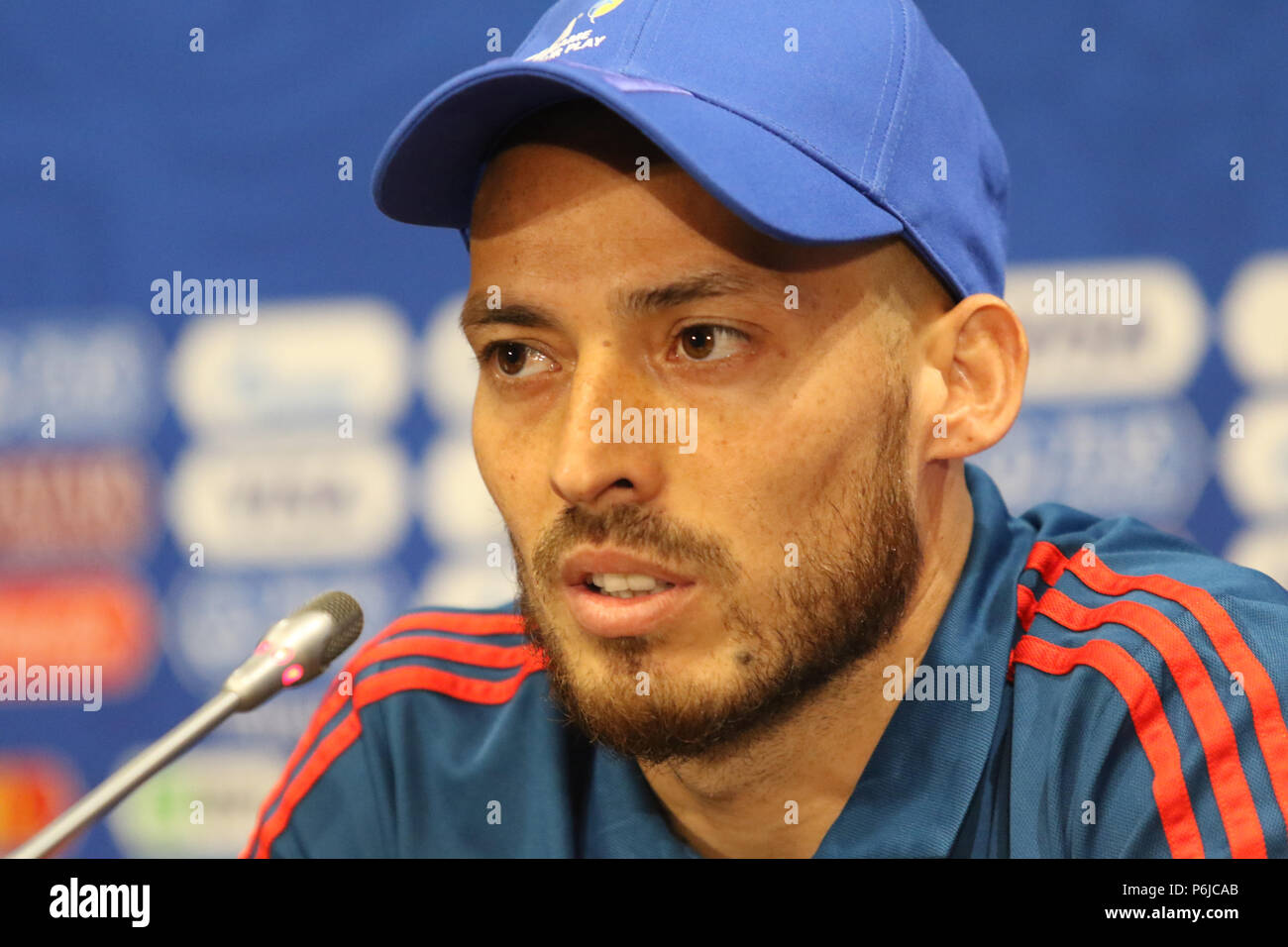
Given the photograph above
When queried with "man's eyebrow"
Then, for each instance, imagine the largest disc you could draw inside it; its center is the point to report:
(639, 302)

---

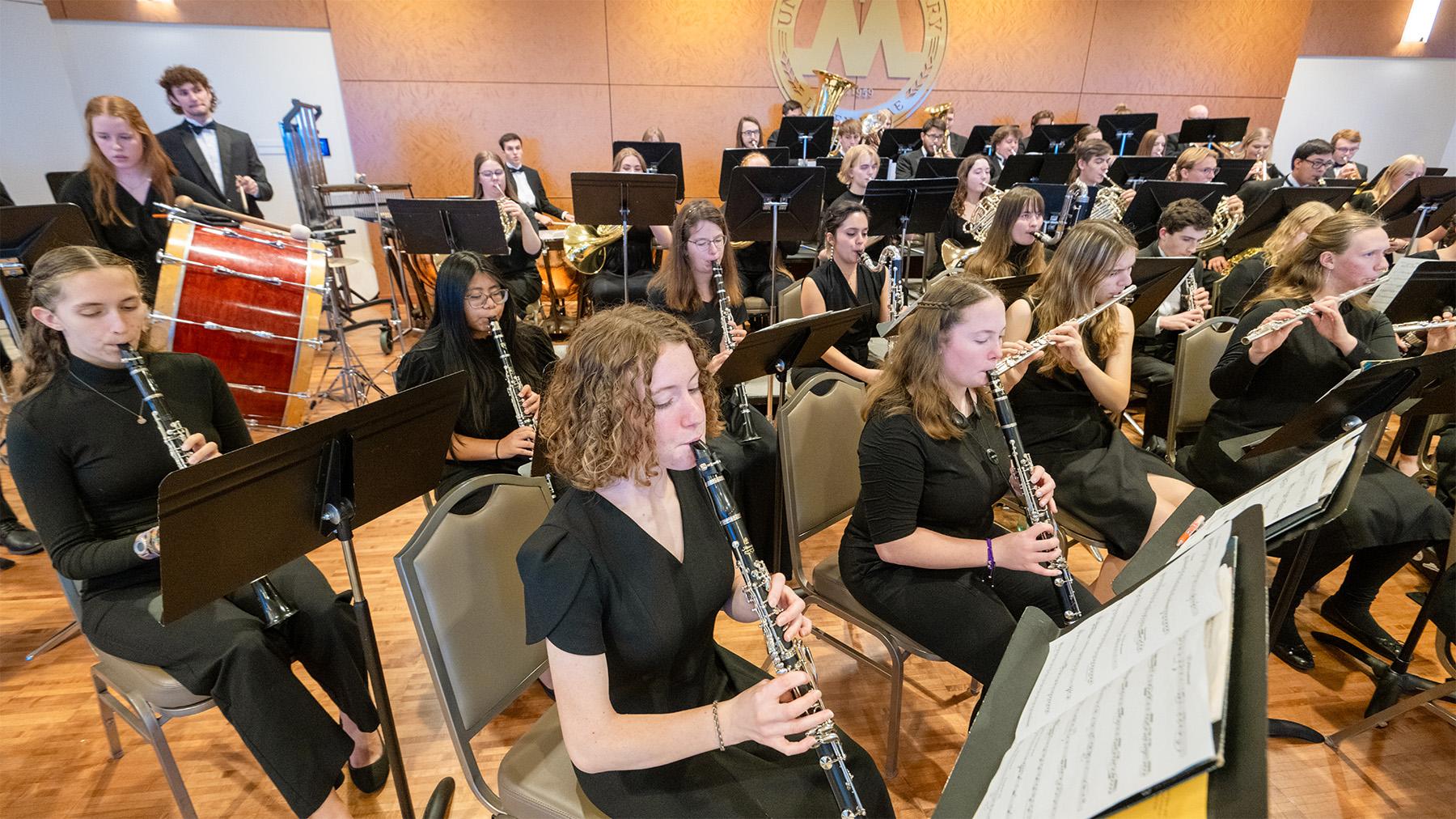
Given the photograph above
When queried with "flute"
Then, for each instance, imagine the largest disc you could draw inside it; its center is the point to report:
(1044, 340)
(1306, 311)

==

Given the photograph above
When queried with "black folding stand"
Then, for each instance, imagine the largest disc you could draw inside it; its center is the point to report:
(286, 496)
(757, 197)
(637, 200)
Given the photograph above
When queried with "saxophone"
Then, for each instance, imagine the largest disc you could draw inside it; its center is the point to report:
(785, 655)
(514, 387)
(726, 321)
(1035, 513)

▶ _Exercise aim_
Return every line of the data above that contains the word "When".

▶ _Output of the exercise_
When queried with "man's eyebrow"
When queried with "flute"
When queried with "black folding stand"
When queried with "saxophone"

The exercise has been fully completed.